Aim =
Continue the article about the Bank of Mum and Dad from its last sentence.

— BEGIN Page —

They set you up, your mum and dad. Had Philip Larkin written his poetry in the 2020s, he might have removed the expletive from his famous poem to reflect the reality of modern parental financial support. Children of wealthier parents start their adult lives with enormous financial advantages.
The Bank of Mum and Dad (Bomad) helps students by paying their university tuition fees and, even more importantly, with money for the deposit on their first property. This parental support seems to be increasing. According to the Office for National Statistics, 36 per cent of first-time homebuyers in England reported being helped by family and friends in 2022-23, up from 27 per cent in the previous financial year. A YouGov survey puts the proportion even higher: it found that between 2015 and 2020, 54.4 per cent of first-time buyers in the UK received financial help from their parents.
And there is plenty more assistance to come. Baby boomers have benefited from the massive gains in property prices since they stepped on to the property ladder in the 1970s and 1980s. As they die, their children will enjoy a substantial inheritance. A report for the Kings Court Trust in 2017 estimated that £5.5tn would pass between the generations over the following 30 years in the UK.
For those who believe in a meritocracy and in equality of opportunity, this trend has significant implications. In a new book, Inheritocracy, Eliza Filby writes that “If you’re under 45, your life chances and opportunities are increasingly determined by your access to the Bank of Mum and Dad, not by what you earn or learn.”

— END Page —
— BEGIN Recorded data —

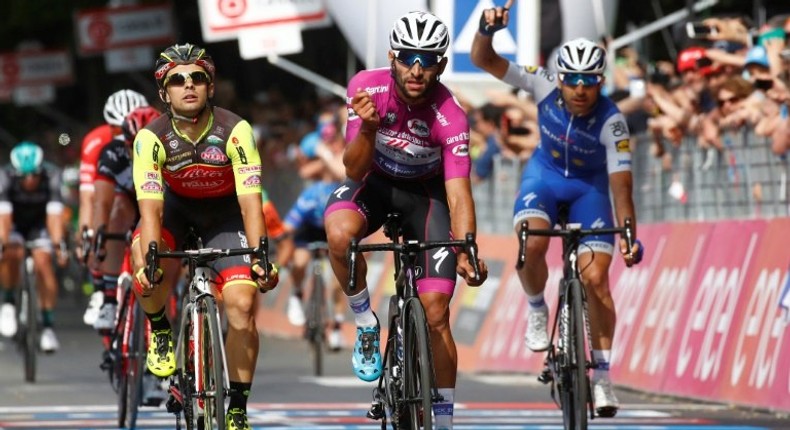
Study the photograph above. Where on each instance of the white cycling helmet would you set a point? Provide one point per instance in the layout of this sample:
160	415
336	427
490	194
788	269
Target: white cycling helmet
420	31
581	56
120	104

— END Recorded data —

Response =
That perception is backed by research from the Institute for Fiscal Studies, published in 2023. It concluded that parental earnings are a much stronger predictor of incomes for those born in the 1970s and after, than they were for previous generations. A key part in this growing differential is wealth transfers between parents and their children.
There are long-term implications for social mobility. Figures show that children of poorer parents are less likely to access university. In 2021-22, the proportion of schoolchildren receiving free school meals who went on to higher education was 29.2 per cent; for all other children it was 49.4 per cent. That 20 percentage point gap has widened in recent years. When they get to university, students have to pay both for their tuition and for their living expenses; the result is that they will graduate with an average debt of around £44,000. But a lucky 5 per cent of students will avoid that debt, since their fees will be paid by their parents.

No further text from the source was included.